What to work on
Reproduce the entries below exactly, but only from the line containing "Target: chandelier" to the line containing "Target: doorway", inclusive.

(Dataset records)

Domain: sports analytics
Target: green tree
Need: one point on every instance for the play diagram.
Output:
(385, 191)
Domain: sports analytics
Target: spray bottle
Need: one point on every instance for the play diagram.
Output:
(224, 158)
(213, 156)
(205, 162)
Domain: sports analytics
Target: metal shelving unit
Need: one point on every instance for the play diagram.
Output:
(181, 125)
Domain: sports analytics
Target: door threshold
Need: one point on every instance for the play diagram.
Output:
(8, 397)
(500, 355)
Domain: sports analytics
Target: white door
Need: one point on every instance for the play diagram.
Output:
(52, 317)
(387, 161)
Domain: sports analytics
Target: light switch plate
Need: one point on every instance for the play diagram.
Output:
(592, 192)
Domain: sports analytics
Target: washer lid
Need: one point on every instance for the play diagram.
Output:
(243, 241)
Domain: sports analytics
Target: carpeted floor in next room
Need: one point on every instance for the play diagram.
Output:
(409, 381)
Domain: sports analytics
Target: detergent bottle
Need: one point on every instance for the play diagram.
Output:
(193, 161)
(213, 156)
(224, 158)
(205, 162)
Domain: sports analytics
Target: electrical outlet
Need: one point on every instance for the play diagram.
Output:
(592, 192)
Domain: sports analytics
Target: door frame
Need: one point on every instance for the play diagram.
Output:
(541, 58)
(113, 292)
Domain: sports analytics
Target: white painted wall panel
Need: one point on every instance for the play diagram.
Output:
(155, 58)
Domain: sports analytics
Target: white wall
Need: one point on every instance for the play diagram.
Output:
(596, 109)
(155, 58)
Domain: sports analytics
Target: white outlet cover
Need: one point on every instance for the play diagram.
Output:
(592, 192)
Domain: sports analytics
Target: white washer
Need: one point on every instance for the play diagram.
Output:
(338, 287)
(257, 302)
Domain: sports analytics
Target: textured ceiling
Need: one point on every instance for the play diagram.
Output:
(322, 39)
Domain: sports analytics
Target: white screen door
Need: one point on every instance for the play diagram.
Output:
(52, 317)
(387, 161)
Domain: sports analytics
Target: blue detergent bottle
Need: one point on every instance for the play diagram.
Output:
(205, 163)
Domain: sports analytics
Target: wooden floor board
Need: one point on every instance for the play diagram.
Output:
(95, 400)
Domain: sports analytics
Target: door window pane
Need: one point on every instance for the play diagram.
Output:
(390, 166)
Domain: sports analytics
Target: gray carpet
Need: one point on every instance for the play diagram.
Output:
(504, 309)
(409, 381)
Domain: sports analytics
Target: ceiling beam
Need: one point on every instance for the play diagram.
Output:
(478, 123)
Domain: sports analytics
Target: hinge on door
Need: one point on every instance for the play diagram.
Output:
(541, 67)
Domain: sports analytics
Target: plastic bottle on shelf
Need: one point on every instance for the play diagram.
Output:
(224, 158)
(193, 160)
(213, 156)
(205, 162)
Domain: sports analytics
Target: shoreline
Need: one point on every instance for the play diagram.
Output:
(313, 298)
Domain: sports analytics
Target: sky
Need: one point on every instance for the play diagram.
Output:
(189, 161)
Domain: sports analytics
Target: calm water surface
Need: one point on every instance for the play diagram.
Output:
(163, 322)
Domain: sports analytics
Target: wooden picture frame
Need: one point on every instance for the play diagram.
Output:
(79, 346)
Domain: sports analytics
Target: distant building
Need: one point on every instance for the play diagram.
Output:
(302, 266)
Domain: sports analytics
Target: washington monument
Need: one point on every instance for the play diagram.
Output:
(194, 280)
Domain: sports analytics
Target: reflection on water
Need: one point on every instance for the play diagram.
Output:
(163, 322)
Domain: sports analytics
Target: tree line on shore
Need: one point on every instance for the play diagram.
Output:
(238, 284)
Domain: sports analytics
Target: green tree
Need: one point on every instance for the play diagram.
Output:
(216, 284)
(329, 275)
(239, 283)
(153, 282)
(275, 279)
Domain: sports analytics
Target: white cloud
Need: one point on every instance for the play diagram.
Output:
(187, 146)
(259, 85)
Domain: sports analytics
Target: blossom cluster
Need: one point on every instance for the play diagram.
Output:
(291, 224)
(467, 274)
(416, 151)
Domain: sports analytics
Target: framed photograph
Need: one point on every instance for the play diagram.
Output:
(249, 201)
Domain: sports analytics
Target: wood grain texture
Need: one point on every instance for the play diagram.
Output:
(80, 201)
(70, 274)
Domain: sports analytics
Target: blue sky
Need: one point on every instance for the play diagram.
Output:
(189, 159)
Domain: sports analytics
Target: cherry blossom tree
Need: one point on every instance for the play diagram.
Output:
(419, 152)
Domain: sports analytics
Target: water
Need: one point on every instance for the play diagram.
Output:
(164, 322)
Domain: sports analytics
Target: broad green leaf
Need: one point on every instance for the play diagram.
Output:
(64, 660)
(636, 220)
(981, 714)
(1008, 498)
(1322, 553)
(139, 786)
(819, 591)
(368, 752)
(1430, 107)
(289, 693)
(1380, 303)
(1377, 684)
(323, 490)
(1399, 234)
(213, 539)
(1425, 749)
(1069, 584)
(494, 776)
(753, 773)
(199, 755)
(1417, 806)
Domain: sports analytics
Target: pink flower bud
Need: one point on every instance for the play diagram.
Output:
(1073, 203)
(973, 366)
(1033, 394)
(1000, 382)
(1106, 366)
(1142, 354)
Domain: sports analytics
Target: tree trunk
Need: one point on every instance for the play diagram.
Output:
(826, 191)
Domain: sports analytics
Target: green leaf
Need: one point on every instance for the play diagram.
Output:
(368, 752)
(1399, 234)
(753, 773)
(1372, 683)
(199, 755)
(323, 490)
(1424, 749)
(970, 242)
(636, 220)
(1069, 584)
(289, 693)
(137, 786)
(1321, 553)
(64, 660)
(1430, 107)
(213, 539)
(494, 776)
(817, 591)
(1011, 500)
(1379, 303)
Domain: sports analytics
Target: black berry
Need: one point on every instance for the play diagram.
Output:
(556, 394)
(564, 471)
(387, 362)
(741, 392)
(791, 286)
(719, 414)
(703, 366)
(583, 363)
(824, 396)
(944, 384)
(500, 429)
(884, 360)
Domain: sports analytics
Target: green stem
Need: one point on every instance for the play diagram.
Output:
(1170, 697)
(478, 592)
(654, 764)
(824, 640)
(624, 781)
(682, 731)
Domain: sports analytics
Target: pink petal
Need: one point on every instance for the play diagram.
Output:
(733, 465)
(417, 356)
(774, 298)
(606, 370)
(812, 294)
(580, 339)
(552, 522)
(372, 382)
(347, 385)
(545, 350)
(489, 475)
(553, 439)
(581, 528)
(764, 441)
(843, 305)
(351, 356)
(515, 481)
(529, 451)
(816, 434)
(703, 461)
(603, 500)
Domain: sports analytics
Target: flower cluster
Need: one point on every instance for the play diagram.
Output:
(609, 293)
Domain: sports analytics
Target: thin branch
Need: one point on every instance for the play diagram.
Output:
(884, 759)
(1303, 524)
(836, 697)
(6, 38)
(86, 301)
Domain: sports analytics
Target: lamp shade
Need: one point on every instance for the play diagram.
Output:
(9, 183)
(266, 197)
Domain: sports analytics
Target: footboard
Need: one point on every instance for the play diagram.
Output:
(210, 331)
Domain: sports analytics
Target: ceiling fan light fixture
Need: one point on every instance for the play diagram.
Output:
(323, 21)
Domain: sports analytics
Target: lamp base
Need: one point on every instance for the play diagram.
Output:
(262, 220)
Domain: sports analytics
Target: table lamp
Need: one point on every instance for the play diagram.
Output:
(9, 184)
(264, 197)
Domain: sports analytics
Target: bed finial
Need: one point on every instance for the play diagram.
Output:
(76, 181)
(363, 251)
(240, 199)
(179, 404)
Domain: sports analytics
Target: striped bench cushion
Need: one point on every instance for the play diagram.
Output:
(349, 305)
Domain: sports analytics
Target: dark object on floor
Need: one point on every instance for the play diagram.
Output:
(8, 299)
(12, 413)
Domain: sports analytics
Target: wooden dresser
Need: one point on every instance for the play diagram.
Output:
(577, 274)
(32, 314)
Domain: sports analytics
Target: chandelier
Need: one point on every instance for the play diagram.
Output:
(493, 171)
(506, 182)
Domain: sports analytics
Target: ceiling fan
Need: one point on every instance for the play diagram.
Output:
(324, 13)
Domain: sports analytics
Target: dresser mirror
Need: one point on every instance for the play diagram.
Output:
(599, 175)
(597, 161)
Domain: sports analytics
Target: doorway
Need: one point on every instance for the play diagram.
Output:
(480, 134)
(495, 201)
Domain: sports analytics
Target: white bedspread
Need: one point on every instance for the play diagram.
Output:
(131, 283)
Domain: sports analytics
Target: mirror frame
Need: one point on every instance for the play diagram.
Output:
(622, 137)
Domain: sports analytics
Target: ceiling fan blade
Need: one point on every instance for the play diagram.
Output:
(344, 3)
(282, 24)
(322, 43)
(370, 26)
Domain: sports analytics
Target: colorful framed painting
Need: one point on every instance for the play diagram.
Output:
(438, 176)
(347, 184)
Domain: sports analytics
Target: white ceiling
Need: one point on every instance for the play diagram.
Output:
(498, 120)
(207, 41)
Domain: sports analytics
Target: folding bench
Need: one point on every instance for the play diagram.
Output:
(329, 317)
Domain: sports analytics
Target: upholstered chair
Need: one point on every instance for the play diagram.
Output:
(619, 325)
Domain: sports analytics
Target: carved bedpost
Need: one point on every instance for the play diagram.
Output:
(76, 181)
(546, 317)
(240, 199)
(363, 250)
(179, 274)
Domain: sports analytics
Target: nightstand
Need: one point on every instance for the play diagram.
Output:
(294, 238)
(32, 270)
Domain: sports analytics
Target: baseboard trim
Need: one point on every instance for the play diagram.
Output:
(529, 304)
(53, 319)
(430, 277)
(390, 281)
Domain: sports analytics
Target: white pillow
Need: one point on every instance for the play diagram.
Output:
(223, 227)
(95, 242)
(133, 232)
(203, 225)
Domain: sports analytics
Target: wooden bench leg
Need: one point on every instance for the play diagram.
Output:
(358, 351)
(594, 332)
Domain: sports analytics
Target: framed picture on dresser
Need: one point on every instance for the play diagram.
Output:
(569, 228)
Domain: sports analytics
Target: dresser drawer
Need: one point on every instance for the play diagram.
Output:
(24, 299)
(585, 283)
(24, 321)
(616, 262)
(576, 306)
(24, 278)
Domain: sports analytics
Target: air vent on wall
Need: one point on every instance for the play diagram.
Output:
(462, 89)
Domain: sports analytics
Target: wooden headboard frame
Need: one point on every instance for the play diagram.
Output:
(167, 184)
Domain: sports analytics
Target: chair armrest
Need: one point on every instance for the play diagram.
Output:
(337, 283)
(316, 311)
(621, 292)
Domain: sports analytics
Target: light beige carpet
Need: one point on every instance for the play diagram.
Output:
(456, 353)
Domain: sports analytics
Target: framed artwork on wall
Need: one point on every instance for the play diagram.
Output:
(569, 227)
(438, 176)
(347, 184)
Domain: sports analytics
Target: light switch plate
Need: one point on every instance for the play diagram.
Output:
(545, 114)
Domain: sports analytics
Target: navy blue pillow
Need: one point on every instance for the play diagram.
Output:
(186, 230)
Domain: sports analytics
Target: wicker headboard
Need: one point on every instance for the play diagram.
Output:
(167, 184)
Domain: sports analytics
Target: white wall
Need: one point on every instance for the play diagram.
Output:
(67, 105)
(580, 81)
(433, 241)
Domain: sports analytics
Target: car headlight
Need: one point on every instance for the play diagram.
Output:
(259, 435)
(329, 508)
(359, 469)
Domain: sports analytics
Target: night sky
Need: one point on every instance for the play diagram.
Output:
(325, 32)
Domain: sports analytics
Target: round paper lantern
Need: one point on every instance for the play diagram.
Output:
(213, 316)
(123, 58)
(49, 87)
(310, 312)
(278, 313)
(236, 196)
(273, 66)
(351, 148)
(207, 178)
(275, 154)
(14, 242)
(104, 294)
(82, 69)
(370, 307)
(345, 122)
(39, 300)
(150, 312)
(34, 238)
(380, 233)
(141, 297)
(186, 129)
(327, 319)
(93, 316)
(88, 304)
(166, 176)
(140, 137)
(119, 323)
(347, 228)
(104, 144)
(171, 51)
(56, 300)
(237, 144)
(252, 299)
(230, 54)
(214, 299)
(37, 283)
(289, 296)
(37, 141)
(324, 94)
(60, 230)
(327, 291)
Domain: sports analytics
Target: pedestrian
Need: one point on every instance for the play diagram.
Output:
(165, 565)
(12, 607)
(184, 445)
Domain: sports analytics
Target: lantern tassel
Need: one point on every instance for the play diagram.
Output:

Response to this task
Target: chandelier
Need: one point on every instance for the play diagram.
Output:
(493, 171)
(506, 182)
Domain: sports analytics
Target: ceiling fan
Need: one point on every instance for the play diagram.
Output:
(324, 13)
Domain: sports analytics
Target: dresser mirror
Need: one point on every instance for the play diagram.
Output:
(599, 175)
(597, 161)
Domain: sports analytics
Target: doorway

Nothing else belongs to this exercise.